Provided data -
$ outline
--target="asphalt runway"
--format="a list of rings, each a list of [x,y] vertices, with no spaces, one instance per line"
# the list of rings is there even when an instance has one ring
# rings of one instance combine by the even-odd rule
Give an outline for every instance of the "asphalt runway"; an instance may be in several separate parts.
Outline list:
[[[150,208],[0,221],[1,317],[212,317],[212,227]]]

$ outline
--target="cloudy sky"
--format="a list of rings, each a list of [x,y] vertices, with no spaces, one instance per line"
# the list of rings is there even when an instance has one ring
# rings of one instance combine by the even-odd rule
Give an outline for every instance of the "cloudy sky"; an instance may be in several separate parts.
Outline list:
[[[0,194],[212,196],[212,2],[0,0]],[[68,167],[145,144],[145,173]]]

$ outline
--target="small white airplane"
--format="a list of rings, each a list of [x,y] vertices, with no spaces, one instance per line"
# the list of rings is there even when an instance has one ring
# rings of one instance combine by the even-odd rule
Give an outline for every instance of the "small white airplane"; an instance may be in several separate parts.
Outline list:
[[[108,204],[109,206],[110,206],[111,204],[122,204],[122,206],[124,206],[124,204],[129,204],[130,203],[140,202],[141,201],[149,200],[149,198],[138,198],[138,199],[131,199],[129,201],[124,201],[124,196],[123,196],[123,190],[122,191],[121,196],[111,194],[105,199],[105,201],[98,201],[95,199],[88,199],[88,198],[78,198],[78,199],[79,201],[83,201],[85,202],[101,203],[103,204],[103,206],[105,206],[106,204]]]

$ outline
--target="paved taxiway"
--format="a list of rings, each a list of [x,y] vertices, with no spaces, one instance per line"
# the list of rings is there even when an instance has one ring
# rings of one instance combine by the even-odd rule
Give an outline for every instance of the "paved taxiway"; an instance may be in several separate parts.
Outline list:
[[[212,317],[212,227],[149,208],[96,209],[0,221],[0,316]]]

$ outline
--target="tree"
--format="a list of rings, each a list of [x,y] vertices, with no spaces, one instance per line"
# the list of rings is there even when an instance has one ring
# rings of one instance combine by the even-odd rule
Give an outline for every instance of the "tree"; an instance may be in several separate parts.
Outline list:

What you will do -
Make an exact copy of all the data.

Output of the task -
$ outline
--target="asphalt runway"
--format="a list of rings, each a list of [x,y] vertices, with no spaces, one instance per line"
# the list of rings is there even when an instance has one ring
# rings of one instance combine by the even-odd rule
Give an outline for every instance of the "asphalt runway"; an instance may be in several separate parts.
Outline list:
[[[150,208],[0,221],[1,317],[212,317],[212,227]]]

$ outline
--target="cloudy sky"
--format="a list of rings, each a list of [x,y] vertices, with no spaces, one instance per line"
# the list of rings is there even when an instance has one ring
# rings of one instance combine by the even-odd rule
Give an outline for every instance of the "cloudy sky"; an instance may be in several separate parts.
Outline list:
[[[0,194],[212,196],[212,2],[0,0]],[[68,167],[145,144],[145,173]]]

$ outline
--target="small white airplane"
--format="a list of rings, each a list of [x,y] vertices, with no spaces, one instance per line"
# the list of rings is there even when an instance has one ring
# rings of one instance combine by the even-odd rule
Give an outline for every instance of the "small white airplane"; an instance may be in several separate parts.
Outline list:
[[[108,204],[109,206],[110,206],[111,204],[122,204],[122,206],[124,206],[124,204],[129,204],[130,203],[140,202],[141,201],[149,200],[149,198],[138,198],[138,199],[131,199],[129,201],[124,201],[124,196],[123,196],[123,190],[122,191],[121,196],[111,194],[105,199],[105,201],[98,201],[95,199],[88,199],[88,198],[78,198],[78,199],[79,201],[83,201],[85,202],[101,203],[103,204],[103,206],[105,206],[106,204]]]

$ outline
--target="paved taxiway"
--format="a list of rings, each a list of [x,y] vertices, with no spaces, one instance per line"
# the list of rings is there even when an instance has one ring
# rings of one instance combine by the even-odd rule
Give an outline for every instance of the "paved taxiway"; an instance may be in several separate parts.
Outline list:
[[[212,317],[212,227],[149,208],[96,209],[0,221],[0,316]]]

$ outline
--target="tree"
--format="a list of rings, each a list of [x,y] vertices, with no spaces, one instance per line"
# the list of rings is there even when an instance has one ring
# rings of one instance combine by the even-odd rule
Give an outline for every instance of the "tree"; an instance may be in several separate parts.
Outline list:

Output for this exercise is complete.